• WHAT IS NEEDED:
Please print each entry below exactly as it reads.

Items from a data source
******
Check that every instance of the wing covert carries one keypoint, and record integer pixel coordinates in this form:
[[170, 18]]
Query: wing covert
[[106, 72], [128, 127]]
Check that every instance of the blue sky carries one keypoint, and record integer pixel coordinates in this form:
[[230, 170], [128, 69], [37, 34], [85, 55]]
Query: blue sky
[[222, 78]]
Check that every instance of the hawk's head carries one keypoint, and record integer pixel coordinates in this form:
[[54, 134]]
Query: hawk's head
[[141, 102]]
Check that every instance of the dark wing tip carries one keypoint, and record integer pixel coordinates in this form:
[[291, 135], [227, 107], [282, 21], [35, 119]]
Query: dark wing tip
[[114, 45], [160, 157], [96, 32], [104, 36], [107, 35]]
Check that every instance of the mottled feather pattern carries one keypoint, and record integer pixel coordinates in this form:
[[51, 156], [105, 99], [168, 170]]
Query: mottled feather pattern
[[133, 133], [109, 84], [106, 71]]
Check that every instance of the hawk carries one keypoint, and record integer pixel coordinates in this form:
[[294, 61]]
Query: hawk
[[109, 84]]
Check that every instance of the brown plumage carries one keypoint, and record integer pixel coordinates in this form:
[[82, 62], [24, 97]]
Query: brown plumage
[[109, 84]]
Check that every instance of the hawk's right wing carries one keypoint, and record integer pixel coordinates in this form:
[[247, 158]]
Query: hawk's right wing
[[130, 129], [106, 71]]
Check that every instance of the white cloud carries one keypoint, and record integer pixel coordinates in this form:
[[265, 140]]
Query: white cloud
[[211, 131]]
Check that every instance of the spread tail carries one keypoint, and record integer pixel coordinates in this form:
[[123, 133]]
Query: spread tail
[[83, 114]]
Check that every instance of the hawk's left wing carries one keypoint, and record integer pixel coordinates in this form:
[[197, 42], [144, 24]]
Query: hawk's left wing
******
• FINISHED TASK:
Check that every instance of the wing covert carries one keypoint, and record integer pixel coordinates in this form:
[[170, 18]]
Query: wing covert
[[106, 72], [128, 127]]
Check that every instance of the blue sky carries one keypoint, and record integer pixel coordinates in this form:
[[230, 170], [128, 69], [37, 34], [85, 55]]
Query: blue sky
[[222, 78]]
Check that every instance of the hawk's head carries one keypoint, and record integer pixel coordinates in this form:
[[54, 134]]
Query: hawk's head
[[141, 102]]
Check that every instance of the dark wing tip carries one keypoint, and record integer pixel coordinates in this form:
[[291, 135], [227, 107], [282, 21], [35, 119]]
Query: dark wing tip
[[114, 45], [160, 157], [96, 32], [104, 36], [107, 35]]
Check that every instance of the mottled feather pattern carries one keypoint, and record integer pixel coordinates in this form:
[[51, 156], [105, 99], [168, 170]]
Query: mottled feather pattern
[[133, 133], [109, 84], [106, 71]]
Check that every instance of the hawk carries one keypoint, and record integer pixel coordinates in this form:
[[294, 61]]
Query: hawk
[[109, 84]]
Check that every instance of the brown plumage carries one keypoint, and record integer pixel coordinates in this form:
[[82, 62], [24, 97]]
Query: brown plumage
[[109, 84]]
Check that every instance of the hawk's right wing carries one keypoint, and record integer pixel coordinates in this form:
[[247, 158]]
Query: hawk's right wing
[[130, 129], [106, 71]]
Check that every instance of the white cloud carries one keypoint, and record integer pixel coordinates in this form:
[[265, 140]]
Query: white cloud
[[211, 131]]
Check that every instance of the spread tail carries one keypoint, and record integer pixel coordinates in this form:
[[123, 133]]
Query: spread tail
[[83, 114]]
Check that every instance of the hawk's left wing carries one keypoint, and record integer pixel coordinates in this form:
[[197, 42], [144, 24]]
Query: hawk's left wing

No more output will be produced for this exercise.